Document extract>
It’s a version of yellow. In RGB it’s usually a mix of just red and green, with a bit more red. Other characteristics like the reflection of light and a smooth surface help us identify it.
Color is the wavelength of light. The visible spectrum above shows “bands” of wavelengths. But other colors are the result of more than one non-adjacent band of these wavelengths reflecting together. Brown, for example, is mainly red and green, plus a little bit of other wavelengths to give vairious shades of brown.
Also, there are other properties such as “shiny” or “dull” that are not colors, they are not due to variations in wavelength, they are variations on how the light gets reflected from a surface.
If you took a gold object, and put it in a completely featureless environment with completely uniform lighting, it would just look yellowish. Do the same thing for silver or most other metals, and it’ll just look gray. You identify them as instead gold and silver because you see the reflections of light sources or other objects in them.
As an example, here’s a picture of some gold bars. In that picture, the gold doesn’t show up as any one color: Portions of it look like a pale grayish yellow, and portions look like a darker yellow, and parts look brown or even almost black, depending on what it’s reflecting.

Record excerpts>
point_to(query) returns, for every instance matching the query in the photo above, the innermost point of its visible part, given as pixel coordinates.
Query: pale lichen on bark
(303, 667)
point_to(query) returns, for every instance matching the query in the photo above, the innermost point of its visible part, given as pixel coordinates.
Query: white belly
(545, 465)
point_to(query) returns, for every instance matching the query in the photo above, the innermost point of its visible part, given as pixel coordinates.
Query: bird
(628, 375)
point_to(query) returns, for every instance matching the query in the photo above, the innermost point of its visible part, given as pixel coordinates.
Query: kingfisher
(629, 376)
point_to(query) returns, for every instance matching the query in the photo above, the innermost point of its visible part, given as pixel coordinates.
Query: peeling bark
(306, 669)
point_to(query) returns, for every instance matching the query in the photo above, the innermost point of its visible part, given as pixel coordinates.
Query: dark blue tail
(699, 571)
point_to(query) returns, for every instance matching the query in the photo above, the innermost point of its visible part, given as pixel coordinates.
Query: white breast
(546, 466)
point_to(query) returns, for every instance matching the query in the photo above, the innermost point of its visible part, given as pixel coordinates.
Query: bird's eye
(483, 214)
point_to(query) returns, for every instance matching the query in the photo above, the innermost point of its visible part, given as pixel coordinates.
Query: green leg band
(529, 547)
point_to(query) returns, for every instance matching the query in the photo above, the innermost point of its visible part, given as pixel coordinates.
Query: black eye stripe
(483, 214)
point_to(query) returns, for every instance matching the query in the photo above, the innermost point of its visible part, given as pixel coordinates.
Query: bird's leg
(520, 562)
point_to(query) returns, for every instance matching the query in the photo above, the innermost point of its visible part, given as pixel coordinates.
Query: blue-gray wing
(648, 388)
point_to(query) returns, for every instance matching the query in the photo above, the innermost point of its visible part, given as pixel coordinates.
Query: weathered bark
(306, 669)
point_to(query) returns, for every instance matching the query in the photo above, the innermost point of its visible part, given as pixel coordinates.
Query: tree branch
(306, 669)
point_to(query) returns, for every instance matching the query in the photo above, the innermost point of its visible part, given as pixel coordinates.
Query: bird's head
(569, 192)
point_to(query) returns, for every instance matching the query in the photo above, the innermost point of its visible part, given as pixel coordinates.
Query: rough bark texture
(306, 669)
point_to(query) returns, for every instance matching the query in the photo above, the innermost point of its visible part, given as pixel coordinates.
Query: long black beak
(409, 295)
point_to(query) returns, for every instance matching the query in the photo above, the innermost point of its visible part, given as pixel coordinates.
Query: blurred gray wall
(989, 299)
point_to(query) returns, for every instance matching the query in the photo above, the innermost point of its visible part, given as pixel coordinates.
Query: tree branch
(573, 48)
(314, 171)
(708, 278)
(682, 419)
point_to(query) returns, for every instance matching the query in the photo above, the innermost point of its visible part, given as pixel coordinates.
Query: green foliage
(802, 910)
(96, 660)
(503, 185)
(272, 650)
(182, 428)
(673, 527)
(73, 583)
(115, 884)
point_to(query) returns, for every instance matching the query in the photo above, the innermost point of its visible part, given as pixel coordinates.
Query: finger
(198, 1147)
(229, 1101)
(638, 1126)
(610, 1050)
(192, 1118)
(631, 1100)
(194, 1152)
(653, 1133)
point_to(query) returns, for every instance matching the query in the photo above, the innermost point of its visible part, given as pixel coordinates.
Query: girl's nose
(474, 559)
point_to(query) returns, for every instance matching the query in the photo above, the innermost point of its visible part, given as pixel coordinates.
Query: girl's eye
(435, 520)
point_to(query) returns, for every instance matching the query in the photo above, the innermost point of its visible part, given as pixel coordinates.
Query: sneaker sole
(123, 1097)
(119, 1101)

Task details>
Continue the passage on the color of gold from its last sentence.

Task result>
It’s even more dramatic if you have a single large flat sheet of it. Take a picture of a large, smooth, flat sheet of silver, and you’ll end up with a picture of a person holding a camera.
Advanced telescopes need mirror surfaces that are manufactured and polished to incredible precision, and that are, well, mirrors - they reflect virtually all light straight back uniformly.
The Hubble telescope mirrors were made of glass. However, the James Webb telescope will have mirrors manufactured from Beryllium, a silvery metal. I’m sure that if you were to look into one of these smooth polished Beryllium mirror surfaces it would not look “metallic”, it would be indistinguishable from a high quality glass mirror.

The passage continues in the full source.